EXERCISE: Take the lines below between the one holding "Final QA check: confirm every spider's large" and the one holding "Final QA check: confirm every spider's dark", inclusive, and copy them exactly. Add nothing.

Top of GIVEN DATA

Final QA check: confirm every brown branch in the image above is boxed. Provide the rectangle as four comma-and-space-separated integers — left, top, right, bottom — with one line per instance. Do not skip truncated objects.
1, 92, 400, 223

Bottom of GIVEN DATA
Top of GIVEN DATA

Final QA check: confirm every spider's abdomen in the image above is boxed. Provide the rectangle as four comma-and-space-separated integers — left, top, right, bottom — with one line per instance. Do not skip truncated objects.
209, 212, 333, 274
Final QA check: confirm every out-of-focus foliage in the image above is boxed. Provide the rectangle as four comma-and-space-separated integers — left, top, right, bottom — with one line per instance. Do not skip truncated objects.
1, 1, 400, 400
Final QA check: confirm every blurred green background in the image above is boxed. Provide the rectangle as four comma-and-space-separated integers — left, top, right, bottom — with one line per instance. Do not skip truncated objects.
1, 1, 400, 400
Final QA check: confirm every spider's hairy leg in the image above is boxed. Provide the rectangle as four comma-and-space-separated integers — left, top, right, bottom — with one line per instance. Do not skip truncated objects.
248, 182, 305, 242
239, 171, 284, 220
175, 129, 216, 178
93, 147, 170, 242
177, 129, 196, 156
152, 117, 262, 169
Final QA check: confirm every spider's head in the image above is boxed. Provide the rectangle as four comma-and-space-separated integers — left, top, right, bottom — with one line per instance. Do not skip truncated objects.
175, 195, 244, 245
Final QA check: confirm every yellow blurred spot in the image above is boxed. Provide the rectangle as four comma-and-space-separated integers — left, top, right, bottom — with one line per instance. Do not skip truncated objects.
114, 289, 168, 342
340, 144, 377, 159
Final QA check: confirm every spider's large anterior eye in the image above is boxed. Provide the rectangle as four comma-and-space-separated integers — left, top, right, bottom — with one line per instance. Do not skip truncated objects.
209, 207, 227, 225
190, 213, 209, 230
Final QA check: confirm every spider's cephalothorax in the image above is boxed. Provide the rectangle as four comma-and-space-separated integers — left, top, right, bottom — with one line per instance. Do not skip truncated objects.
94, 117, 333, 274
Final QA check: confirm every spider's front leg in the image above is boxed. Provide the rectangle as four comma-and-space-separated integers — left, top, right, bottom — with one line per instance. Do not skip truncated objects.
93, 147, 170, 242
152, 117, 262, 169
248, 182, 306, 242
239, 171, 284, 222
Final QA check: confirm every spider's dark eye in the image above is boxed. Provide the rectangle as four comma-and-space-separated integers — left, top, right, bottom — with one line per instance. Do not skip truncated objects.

Bottom of GIVEN DATA
Top of GIVEN DATA

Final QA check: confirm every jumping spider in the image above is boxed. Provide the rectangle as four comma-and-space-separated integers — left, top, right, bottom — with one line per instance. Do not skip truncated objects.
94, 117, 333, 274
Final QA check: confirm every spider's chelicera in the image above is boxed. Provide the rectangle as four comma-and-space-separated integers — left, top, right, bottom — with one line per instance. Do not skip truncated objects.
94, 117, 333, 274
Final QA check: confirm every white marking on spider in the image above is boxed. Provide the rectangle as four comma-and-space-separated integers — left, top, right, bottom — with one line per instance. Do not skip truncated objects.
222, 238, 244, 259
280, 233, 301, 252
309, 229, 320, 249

Bottom of GIVEN DATA

ANSWER TO THE PROBLEM:
Final QA check: confirm every spider's large anterior eye in the image above is boxed. Provide the rectangle as four comma-and-space-separated integers — left, top, right, bottom — with one line per instance. Do not skip truncated objects.
209, 207, 227, 225
190, 213, 209, 230
Final QA check: confirm every spider's cephalothorax in the image above is boxed. Provide the rectangle as four comma-and-space-separated integers — left, top, right, bottom — with one line per instance. Do not skip truncated objects.
94, 117, 333, 274
Final QA check: confirm every spider's front leg in the image above is boxed. Provide the rectangle as four comma-and-space-separated integers — left, top, right, bottom — with one line per instance. Do not skip truncated objects.
93, 147, 170, 242
152, 117, 262, 169
248, 182, 306, 242
239, 171, 284, 222
Final QA check: confirm every spider's dark eye in the image above is boxed. Provide the rectangle as four comma-and-space-separated integers — left, top, right, bottom — with one line per instance. Do not skip truncated objects.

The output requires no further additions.